OBJECTIF DE L'EXERCICE >>
Selon le texte ci-dessous sur le storytelling en urbanisme, qu'est-ce que le storytelling en réalité ? Répondez en une phrase, s'il vous plaît.

Du storytelling pour faire de l’urbanisme

Publié le 03 juin 2021 par Dangelsteph

Et si... le storytelling pouvait contribuer à faire progresser les projets urbains vers davantage de pertinence, d'adéquation aux besoins des habitants des villes ?

Ben oui. On voit souvent le storytelling comme une technique de communication. Autrement dit : quelque chose de non essentiel, pour employer le terme consacré. Et bien, c'est très loin de se limiter à cela. C'est en réalité un outil de créativité au même titre que d'autres techniques. On a parfois tendance à l'intégrer dans une démarche en tant que sous-ensemble (dans le design thinking par exemple). Mais il a tout à fait le potentiel pour se suffire à lui-même ou être associé à parts égales avec une autre technique, au service d'un objectif.

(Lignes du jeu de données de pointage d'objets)

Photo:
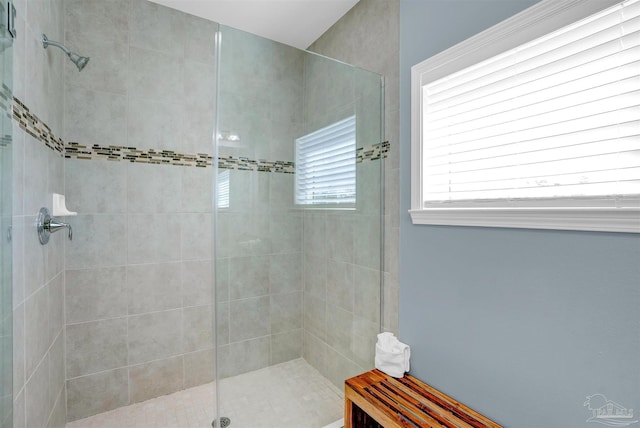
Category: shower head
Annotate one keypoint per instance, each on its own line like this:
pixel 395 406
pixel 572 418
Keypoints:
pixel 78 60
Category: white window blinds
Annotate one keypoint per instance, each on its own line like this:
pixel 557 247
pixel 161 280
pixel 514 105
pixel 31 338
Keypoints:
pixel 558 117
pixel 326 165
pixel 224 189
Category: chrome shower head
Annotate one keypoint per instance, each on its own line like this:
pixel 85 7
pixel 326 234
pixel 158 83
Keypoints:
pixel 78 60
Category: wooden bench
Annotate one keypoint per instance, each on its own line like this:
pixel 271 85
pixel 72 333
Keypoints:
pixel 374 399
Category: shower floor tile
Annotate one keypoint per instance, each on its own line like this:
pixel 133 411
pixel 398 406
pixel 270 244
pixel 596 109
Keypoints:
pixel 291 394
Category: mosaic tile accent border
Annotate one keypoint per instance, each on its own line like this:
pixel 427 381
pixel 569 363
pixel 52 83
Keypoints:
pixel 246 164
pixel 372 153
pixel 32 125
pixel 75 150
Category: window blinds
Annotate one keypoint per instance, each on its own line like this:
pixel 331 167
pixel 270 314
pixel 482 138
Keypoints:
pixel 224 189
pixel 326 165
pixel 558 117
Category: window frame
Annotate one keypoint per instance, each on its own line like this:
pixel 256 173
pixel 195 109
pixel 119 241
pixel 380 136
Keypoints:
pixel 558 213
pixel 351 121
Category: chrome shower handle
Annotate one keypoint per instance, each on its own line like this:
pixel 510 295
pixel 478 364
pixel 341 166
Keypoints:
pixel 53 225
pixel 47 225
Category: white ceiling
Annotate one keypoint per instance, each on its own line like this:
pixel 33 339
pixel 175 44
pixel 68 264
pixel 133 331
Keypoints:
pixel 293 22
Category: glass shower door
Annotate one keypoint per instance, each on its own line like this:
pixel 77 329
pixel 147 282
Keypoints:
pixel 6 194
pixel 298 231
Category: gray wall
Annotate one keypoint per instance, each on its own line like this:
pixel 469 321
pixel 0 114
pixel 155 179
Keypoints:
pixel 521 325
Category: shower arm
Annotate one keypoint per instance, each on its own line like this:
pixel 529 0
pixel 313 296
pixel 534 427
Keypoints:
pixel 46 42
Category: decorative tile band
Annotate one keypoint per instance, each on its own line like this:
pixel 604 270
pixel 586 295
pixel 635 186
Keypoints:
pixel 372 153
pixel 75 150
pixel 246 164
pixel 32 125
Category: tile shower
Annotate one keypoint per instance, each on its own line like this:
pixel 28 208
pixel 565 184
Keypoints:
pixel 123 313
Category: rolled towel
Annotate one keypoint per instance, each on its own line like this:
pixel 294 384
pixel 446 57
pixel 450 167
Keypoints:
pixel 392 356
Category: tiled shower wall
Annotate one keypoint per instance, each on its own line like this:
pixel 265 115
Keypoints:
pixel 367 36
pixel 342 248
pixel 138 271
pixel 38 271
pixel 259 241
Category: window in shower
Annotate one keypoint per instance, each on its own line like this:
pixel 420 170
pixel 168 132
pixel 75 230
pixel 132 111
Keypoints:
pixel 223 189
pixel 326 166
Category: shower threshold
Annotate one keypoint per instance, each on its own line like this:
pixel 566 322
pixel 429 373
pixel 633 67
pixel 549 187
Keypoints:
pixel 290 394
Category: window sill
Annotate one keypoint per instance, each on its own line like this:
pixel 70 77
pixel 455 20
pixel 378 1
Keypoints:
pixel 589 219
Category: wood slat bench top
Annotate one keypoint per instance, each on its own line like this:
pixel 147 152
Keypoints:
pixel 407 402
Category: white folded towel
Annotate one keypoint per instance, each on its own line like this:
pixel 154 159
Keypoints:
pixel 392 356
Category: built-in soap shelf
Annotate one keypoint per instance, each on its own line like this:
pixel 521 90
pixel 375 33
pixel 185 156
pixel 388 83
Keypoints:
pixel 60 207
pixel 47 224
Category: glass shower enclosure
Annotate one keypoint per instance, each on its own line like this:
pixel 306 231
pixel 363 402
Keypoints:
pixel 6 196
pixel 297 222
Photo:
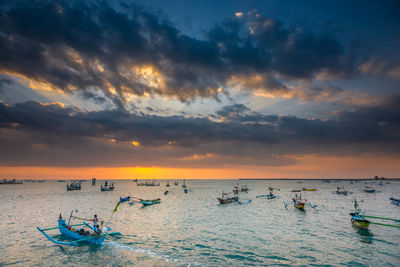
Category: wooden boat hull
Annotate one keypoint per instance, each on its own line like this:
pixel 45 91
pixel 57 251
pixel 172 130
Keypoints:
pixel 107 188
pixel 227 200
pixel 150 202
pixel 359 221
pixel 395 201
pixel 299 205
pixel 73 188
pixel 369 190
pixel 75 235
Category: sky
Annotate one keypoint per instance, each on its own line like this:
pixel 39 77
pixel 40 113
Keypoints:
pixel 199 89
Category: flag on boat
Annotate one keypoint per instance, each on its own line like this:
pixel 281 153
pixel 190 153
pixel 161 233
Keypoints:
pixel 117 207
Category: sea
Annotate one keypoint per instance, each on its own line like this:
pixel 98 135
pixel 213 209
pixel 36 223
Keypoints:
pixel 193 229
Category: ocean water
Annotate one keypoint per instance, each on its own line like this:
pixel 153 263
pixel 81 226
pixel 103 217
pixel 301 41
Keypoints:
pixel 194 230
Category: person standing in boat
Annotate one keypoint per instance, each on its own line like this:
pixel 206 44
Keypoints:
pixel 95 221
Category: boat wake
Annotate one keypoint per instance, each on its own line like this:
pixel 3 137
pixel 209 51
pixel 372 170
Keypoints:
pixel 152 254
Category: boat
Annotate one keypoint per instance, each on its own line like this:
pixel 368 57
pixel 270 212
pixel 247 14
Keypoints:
---
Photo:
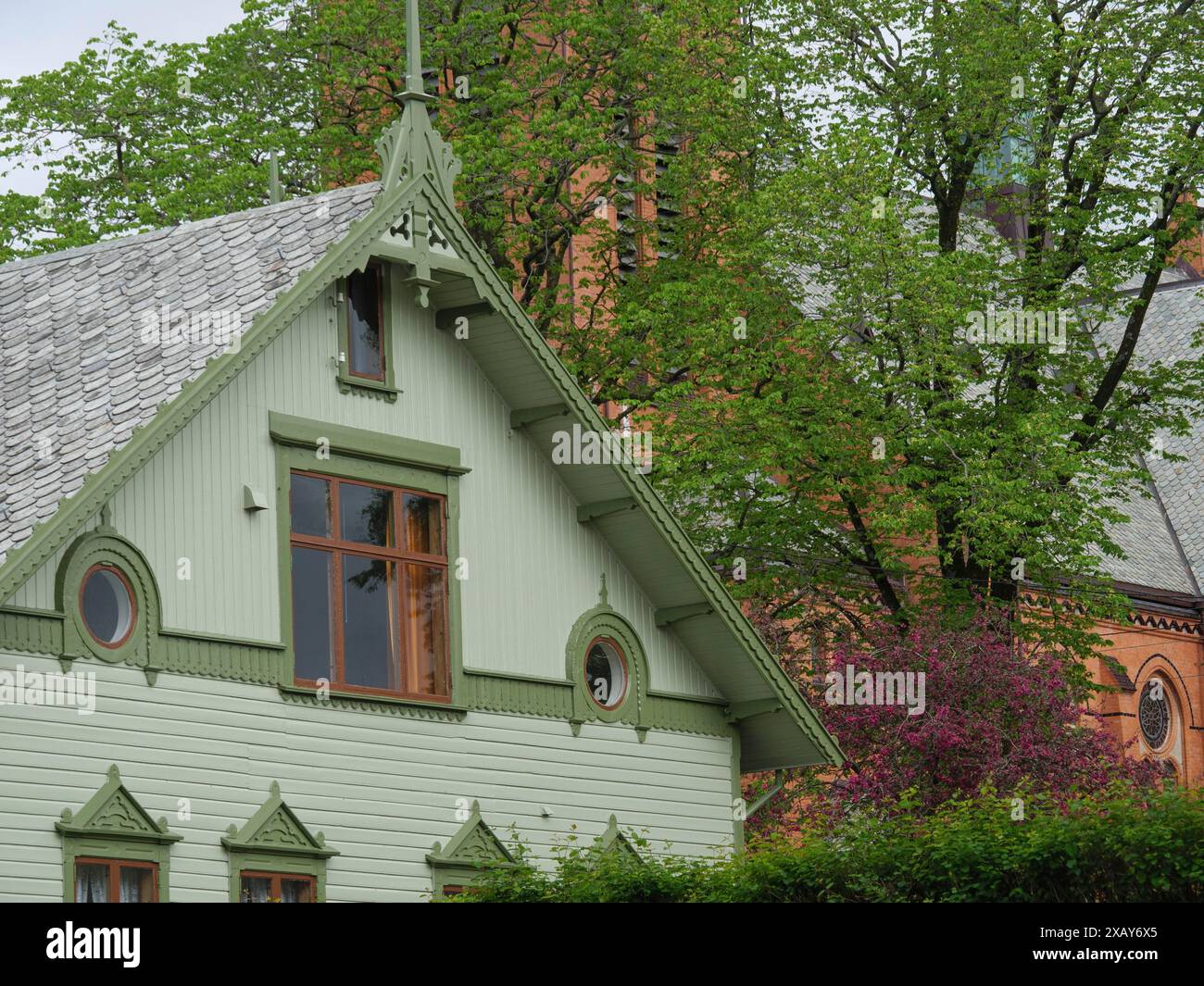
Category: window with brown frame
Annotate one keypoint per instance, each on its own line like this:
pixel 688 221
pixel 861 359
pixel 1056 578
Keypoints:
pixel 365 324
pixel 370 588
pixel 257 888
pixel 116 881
---
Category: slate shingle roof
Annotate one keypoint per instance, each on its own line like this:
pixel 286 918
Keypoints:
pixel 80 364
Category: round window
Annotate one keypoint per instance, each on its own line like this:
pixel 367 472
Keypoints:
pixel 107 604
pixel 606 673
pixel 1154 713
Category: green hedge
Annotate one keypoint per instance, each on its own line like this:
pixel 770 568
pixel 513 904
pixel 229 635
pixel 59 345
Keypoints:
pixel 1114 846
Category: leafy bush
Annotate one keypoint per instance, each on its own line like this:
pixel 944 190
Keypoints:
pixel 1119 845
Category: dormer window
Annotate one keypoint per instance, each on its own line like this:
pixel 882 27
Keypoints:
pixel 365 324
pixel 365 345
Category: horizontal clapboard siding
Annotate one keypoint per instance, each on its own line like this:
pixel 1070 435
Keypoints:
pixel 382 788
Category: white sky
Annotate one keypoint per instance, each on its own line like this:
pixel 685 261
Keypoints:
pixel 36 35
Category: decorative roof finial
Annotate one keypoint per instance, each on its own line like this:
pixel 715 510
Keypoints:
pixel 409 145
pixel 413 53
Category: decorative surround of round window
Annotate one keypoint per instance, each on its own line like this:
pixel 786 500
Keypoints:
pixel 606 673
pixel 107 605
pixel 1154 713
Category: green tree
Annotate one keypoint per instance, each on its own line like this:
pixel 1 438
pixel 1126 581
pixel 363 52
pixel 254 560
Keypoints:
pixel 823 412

RÉPONSE À L'EXERCICE >>
C'est en réalité un outil de créativité au même titre que d'autres techniques.